§ TASK STATEMENT
Copy, from the listing, every line in which the string "blonde" is present.

+++++

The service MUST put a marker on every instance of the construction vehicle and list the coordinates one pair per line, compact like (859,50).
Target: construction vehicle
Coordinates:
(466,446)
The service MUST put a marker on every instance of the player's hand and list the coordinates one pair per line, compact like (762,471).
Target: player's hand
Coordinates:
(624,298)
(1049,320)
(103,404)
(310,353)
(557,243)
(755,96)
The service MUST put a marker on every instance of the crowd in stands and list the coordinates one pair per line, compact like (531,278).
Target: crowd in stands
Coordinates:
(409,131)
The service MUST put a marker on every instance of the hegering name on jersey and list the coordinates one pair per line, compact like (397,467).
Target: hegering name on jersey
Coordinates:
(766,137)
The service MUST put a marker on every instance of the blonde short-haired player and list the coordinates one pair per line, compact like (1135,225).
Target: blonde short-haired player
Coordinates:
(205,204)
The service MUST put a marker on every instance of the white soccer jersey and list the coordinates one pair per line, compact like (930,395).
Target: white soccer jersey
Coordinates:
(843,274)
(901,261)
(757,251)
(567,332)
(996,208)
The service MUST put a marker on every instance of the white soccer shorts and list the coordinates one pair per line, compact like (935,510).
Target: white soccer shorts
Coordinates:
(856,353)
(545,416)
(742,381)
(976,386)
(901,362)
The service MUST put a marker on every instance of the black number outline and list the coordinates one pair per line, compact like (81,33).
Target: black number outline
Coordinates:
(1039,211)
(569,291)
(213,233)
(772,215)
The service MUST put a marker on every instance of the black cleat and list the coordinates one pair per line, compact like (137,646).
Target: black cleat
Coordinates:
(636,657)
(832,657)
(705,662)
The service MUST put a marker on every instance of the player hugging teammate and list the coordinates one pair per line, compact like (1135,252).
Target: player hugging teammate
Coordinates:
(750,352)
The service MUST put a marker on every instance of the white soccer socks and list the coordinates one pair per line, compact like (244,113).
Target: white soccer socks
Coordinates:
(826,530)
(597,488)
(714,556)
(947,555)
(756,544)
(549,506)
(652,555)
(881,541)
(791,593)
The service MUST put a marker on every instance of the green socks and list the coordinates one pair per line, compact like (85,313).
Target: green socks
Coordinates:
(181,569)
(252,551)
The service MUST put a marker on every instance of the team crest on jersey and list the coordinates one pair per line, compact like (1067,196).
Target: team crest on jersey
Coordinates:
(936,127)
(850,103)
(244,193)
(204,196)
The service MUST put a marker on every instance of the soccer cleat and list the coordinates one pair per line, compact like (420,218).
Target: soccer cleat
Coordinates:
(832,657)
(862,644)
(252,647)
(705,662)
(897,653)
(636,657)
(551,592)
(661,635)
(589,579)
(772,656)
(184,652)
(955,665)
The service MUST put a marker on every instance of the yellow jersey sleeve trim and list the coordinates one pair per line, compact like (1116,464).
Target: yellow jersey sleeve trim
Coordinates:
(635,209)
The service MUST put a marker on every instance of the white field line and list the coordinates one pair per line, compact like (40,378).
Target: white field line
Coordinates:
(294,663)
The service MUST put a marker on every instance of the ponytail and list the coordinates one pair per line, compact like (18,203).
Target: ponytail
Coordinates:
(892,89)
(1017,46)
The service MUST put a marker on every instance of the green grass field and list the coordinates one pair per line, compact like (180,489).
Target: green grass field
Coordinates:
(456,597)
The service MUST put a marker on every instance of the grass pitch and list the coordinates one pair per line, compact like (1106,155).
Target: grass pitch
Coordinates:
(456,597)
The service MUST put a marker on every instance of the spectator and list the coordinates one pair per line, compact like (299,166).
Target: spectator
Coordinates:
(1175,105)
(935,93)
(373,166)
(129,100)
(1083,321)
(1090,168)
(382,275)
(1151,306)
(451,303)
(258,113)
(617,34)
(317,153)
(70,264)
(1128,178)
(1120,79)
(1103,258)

+++++

§ WRITTEN SOLUTION
The service MUST put a marker on every instance of the blonde short-haired player and list the coordinates one pair per line, compact like (1135,225).
Target: blonde short-haired player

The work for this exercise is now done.